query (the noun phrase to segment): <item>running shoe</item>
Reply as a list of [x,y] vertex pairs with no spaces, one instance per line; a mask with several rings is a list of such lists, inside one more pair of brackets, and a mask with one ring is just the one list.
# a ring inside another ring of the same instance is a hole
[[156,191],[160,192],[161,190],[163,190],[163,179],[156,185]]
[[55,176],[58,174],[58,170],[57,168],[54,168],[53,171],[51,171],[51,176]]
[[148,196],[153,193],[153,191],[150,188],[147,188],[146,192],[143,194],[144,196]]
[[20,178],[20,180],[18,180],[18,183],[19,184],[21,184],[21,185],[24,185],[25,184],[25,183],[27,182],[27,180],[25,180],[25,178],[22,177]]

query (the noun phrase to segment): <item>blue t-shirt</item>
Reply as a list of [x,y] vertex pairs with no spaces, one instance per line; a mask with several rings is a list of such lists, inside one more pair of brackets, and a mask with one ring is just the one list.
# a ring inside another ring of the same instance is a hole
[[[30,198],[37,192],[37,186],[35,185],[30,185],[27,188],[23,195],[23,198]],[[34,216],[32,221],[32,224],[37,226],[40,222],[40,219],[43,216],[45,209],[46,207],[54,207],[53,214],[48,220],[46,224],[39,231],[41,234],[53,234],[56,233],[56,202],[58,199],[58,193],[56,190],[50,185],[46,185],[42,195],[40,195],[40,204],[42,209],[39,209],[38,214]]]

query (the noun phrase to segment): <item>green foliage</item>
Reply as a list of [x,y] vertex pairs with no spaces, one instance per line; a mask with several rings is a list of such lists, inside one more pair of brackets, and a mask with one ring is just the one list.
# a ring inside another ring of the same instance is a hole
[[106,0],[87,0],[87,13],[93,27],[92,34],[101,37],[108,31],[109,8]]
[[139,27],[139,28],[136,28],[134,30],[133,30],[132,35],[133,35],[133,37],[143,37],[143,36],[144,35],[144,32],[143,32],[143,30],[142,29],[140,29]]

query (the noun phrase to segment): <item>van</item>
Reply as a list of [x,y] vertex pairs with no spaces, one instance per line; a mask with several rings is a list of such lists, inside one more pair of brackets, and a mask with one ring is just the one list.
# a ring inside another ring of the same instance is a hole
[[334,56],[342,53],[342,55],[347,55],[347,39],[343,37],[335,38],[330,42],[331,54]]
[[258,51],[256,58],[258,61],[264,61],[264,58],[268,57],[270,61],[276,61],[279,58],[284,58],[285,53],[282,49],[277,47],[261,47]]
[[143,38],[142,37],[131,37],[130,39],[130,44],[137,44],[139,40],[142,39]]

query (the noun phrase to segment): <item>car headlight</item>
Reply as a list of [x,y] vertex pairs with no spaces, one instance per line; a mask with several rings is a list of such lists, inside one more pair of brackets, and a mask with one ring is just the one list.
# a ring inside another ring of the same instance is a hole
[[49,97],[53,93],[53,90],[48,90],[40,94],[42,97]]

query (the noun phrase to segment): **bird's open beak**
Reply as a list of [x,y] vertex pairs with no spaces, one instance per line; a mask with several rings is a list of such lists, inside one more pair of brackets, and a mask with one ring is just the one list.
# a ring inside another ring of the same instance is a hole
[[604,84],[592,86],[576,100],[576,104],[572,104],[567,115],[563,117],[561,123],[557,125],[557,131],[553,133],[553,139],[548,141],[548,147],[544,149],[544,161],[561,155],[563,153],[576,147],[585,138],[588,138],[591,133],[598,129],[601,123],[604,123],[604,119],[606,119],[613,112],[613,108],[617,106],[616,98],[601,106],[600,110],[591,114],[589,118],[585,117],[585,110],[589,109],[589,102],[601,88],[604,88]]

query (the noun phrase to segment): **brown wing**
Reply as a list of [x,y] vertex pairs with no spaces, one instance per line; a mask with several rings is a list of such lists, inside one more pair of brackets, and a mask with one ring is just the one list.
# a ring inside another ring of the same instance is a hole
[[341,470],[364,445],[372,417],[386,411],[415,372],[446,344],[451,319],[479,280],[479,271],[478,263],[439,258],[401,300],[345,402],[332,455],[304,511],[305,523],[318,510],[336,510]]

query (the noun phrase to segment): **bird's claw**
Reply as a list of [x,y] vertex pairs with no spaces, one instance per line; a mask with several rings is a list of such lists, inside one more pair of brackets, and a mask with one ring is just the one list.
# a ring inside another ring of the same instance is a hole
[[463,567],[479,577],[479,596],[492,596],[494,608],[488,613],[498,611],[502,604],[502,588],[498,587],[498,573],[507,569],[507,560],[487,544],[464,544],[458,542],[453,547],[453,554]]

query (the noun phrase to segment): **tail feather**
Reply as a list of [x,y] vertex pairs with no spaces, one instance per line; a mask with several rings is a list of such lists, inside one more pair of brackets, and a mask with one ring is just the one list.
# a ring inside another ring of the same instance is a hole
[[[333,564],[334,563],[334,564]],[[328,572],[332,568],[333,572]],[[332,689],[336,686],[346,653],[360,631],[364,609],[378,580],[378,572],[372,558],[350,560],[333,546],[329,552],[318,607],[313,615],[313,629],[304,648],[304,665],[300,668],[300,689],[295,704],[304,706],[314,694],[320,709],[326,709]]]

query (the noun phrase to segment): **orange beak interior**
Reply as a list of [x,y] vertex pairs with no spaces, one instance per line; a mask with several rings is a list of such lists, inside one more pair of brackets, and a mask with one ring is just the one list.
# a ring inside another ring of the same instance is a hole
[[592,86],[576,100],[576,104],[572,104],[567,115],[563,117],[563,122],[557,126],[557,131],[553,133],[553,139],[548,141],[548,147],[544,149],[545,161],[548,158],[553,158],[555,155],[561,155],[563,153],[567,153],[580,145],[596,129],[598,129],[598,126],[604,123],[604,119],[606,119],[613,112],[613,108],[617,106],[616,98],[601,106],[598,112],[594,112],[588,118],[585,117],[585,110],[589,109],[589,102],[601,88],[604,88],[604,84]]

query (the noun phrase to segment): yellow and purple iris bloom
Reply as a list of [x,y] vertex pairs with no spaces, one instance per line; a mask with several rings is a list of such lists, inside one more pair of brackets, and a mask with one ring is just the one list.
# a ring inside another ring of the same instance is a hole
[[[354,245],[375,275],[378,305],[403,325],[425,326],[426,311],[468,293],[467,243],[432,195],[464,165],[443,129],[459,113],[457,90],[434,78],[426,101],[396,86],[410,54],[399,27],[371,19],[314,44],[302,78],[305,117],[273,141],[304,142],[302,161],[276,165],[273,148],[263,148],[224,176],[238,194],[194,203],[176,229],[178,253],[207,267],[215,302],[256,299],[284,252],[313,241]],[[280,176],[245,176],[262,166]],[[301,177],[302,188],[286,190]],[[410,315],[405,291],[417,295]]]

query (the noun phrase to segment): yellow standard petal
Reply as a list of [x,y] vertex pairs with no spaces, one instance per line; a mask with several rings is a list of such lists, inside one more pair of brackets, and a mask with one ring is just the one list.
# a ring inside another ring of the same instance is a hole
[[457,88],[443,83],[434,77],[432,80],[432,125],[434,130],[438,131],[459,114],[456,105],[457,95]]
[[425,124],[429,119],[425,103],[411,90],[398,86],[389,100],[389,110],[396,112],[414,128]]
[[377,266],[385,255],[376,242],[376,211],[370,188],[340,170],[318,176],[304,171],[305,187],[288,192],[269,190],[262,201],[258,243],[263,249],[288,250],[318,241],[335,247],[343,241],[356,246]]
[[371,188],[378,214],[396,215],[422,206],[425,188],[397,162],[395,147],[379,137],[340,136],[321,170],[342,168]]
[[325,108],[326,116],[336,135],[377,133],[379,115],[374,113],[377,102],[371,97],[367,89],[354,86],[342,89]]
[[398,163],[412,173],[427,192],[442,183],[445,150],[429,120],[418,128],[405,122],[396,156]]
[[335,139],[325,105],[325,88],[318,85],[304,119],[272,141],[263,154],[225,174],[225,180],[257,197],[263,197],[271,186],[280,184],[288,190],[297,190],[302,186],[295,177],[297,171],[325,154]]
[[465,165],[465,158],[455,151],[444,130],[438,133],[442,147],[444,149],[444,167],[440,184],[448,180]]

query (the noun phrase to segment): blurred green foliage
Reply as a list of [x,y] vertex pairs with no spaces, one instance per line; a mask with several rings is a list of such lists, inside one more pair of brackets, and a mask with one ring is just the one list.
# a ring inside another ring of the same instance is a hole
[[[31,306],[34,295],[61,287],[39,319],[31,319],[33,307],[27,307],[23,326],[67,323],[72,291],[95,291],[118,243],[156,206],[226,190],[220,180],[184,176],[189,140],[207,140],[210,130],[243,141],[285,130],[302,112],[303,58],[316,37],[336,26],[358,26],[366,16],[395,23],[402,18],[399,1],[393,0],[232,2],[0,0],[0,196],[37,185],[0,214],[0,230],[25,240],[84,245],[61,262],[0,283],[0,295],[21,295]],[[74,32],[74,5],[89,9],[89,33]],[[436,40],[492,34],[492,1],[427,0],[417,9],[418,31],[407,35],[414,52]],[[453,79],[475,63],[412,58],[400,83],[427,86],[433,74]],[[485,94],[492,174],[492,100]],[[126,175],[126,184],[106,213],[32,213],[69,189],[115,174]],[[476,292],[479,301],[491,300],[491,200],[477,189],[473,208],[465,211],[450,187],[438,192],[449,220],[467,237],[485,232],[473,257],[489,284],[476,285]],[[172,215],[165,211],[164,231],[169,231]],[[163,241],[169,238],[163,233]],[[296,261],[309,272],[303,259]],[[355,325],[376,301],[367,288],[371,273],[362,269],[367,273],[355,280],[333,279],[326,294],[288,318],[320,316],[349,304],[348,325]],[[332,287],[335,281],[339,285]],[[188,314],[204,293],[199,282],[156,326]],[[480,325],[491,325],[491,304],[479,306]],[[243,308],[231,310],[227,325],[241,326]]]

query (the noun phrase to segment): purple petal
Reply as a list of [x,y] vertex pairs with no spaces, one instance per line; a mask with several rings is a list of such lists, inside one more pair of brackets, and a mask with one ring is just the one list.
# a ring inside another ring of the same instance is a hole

•••••

» **GIVEN INSTRUCTION**: Reproduce the lines above from the line containing "query (the noun phrase to segment): <item>green" through the line containing "[[49,97],[53,93],[53,90],[48,90],[40,94],[42,97]]", both included, and shift every vertex coordinate in the answers by adding -89. Give only that part, with every line in it.

» **EXERCISE SOLUTION**:
query (the noun phrase to segment): <item>green foliage</item>
Reply as a list of [x,y] vertex pairs with no spaces, one instance per line; a mask with several rings is a list of such lists, inside one more pair of brackets, and a mask with one ring is just the one list.
# a ring inside another ring of the same instance is a hole
[[17,-89],[-2,-89],[-2,-76],[4,-62],[3,-55],[12,-52],[19,-58],[20,-81]]
[[50,-62],[50,-61],[47,-61],[45,-59],[44,-59],[43,-54],[44,-54],[44,-52],[54,-52],[54,-53],[55,-54],[55,-57],[54,-57],[54,-59],[53,-60],[51,-60]]

query (the noun phrase to segment): <item>van</item>
Reply as a list of [x,y] vertex pairs with no spaces, one instance per line; a mask with several rings is a list of such lists, inside one more pair of brackets, and a mask with one ring is just the one list.
# a ring inside another ring of the same instance is a hole
[[245,-33],[253,-36],[253,-34],[258,-34],[258,-50],[254,-52],[246,-51],[241,-47],[242,-35]]
[[169,-38],[167,-31],[169,-28],[175,-28],[175,-31],[179,-32],[181,-28],[187,-28],[190,-31],[195,-31],[196,-36],[193,-40],[188,-42],[172,-42]]
[[54,-51],[53,-52],[42,-52],[41,-50],[41,-45],[48,-45],[50,-49],[53,-50]]

query (the noun phrase to segment): <item>car headlight</item>
Reply as a list of [x,y] vertex pairs with no spaces, one instance per line; a mask with several rings is a list of such lists, inside one more pair of brackets, and a mask with one ring is just the one list.
# a ring inside another ring of the same instance is a hole
[[-40,8],[-36,4],[-36,1],[-41,1],[-49,5],[-47,8]]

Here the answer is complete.